◆ 引用文 ◆

* * * *

2006年 10月 19日
今東光 「稚児」 |
今東光(1893-1977)作「稚児」は前回、紹介した稚児灌頂(ちごかんじょう)の秘儀の次第を詳しく記した、平安中期の天台宗の高僧、恵心僧都の作と伝えられる「弘児聖教秘伝」(こうちごしょうぎょうひでん)に想を得て書かれた小説です。
今東光は、作家であると同時に天台宗の僧侶でもあった人で、出家後、比叡山延暦寺で修行していたときに偶々、この秘本を見る機会があり、難しい漢文で書かれてある原文を分かりやすい日本語に直して、小説の形にして発表したのですが、
この小説の醍醐味というか、面白いところは、自身、天台宗の僧侶であった今東光が、それまでベールに包まれていた僧侶の性生活=男色の実態を小説の形で公表したことにあります。
今東光和尚といえば、生前は毒舌家として知られ、色っぽい小説も沢山、書いていたことから、エロ坊主呼ばわりされていましたが、
そういう生臭いというか人間臭いところのある坊さんだったからこそ、僧侶の男色という普通の僧侶であれば触れることをはばかるテーマを取り上げることができたのではないかと思います。
今東光自身は、基本的に女好きでしたが、中学時代には下級生をお稚児さんにしていたそうで、そのせいか、僧侶の男色については大変、寛容な見方をしています。

* * * *

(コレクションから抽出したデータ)
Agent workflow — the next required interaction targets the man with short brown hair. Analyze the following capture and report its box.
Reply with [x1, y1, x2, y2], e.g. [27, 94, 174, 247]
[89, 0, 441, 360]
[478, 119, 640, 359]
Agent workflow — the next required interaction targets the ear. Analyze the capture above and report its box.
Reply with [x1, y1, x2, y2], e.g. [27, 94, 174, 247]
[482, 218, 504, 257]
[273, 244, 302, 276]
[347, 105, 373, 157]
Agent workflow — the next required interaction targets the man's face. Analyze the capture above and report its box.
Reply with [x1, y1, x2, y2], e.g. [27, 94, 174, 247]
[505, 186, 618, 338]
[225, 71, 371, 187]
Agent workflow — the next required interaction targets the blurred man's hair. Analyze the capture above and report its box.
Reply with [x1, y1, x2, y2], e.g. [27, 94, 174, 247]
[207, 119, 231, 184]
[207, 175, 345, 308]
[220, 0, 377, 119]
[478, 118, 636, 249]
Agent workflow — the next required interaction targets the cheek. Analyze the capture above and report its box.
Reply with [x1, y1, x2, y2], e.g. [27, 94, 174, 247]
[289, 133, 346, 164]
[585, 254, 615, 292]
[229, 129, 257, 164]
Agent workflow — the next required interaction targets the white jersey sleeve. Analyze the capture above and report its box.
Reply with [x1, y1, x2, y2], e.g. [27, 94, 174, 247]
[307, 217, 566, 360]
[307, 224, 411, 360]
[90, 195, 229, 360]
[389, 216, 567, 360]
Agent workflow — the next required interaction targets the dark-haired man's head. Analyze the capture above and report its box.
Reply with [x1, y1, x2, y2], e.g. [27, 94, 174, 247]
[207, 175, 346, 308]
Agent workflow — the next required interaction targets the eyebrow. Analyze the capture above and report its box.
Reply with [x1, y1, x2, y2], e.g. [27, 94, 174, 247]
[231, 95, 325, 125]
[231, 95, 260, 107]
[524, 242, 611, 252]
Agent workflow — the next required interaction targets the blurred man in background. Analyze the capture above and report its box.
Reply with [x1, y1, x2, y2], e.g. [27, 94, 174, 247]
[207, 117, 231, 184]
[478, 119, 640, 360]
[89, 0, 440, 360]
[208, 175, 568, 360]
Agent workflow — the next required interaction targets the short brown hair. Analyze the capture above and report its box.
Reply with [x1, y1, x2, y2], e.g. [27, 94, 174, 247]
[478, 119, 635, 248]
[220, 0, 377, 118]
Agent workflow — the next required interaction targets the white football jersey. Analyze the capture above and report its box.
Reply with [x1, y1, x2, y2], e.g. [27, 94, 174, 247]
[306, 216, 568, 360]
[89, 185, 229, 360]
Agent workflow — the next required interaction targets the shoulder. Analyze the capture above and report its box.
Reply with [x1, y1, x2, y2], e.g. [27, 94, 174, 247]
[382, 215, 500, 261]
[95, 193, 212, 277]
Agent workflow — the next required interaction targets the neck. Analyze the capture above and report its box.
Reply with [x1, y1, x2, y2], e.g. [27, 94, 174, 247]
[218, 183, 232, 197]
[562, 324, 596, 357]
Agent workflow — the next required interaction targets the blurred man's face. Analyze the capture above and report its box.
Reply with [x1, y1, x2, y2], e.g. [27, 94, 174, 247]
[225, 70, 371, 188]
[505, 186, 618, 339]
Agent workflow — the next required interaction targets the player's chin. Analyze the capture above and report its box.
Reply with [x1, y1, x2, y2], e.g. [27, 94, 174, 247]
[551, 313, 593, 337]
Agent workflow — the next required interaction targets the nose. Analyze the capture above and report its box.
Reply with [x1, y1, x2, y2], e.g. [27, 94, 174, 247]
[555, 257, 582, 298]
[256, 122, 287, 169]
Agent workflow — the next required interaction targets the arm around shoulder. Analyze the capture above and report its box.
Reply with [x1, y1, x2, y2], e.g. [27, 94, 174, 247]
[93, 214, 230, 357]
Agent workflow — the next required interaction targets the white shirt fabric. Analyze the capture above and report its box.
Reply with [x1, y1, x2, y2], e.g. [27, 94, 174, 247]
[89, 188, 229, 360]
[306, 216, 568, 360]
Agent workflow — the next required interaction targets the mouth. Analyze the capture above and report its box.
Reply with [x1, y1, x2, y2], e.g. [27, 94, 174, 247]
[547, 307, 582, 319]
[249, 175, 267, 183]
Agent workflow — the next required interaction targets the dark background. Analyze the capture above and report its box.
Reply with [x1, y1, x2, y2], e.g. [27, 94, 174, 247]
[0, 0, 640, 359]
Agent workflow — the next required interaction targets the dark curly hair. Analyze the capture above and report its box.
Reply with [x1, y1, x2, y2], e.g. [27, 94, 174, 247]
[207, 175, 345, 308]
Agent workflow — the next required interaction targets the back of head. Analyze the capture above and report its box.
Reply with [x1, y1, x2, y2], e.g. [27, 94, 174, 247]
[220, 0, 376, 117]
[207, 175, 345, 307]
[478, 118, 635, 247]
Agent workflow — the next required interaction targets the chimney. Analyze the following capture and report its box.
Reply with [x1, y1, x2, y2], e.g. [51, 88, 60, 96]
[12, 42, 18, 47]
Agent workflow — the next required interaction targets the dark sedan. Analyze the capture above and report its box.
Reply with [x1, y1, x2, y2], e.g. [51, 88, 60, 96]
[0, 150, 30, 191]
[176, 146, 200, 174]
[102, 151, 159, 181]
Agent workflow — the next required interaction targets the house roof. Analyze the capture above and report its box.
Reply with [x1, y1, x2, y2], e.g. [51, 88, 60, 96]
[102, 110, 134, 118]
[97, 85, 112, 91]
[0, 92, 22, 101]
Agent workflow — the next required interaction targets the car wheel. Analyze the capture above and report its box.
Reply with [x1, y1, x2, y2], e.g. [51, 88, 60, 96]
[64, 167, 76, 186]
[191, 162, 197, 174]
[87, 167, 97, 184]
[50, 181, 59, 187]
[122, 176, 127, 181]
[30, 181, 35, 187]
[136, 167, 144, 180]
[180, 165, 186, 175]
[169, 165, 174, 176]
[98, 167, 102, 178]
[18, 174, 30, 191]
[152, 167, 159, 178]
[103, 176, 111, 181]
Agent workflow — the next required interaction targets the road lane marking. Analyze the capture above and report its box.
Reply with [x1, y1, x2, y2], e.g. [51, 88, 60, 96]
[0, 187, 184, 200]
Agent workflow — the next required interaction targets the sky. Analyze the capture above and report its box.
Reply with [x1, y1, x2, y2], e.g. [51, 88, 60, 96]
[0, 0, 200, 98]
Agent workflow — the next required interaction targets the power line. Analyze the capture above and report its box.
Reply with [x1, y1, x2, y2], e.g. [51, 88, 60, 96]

* * * *

◆ 課題 1 ◆
「稚児」紹介文によると、今東光が「弘児聖教秘伝」を目にできたのはなぜか。一〜三文で説明せよ。
◆ 課題 2 ◆
「稚児」紹介文に書かれている、今東光がこの秘本について行ったことを、起きた順にすべて挙げよ。
◆ 課題 3 ◆
「稚児」紹介文の最後の文のあとに続く文章を書け。
上の一覧は使わなくてよい。

◆ 模範解答 1 ◆
今東光は出家後、比叡山延暦寺で修行していた。そのときに偶々、この秘本を見る機会があったからである。

◆ 模範解答 2 ◆
・秘本を見る機会を得た
・難しい漢文で書かれた原文を分かりやすい日本語に直した
・それを小説の形にして発表した

◆ 模範解答 3 ◆
「秋の夜長物語」をはじめとする中世に数多く書かれた稚児と僧侶の恋物語を読めば、
「僧侶の破戒を憤る前に女人を求めることを禁じられた彼等のほのかな夢を如何にして結界に持ち来すことができたかの事実に幾分かの困惑を感じながらも同情と興味を感じられるであろう」
と述べていますし、
僧侶が稚児を観音の化身とみなして性的関係をもったことについても、
「稚児愛をも仏教に附会して彼等の愛欲を合理化したと責めるよりは、迷悟一如とした当代の僧侶の真に左様に思惟した点を理解してやらなくてはならない」
と弁護しています。
さて小説ですが、比叡山延暦寺の身分の低い初老の僧、慶算は、三塔(延暦寺の総称)一の美少年と謳われる美貌の稚児、花若に想いを寄せ、密かに恋文などを送るのですが、
花若は、阿闍梨(あじゃり)と呼ばれる高僧、蓮秀法師に囲われていて、慶算みたいな貧乏僧には鼻もひっかけません。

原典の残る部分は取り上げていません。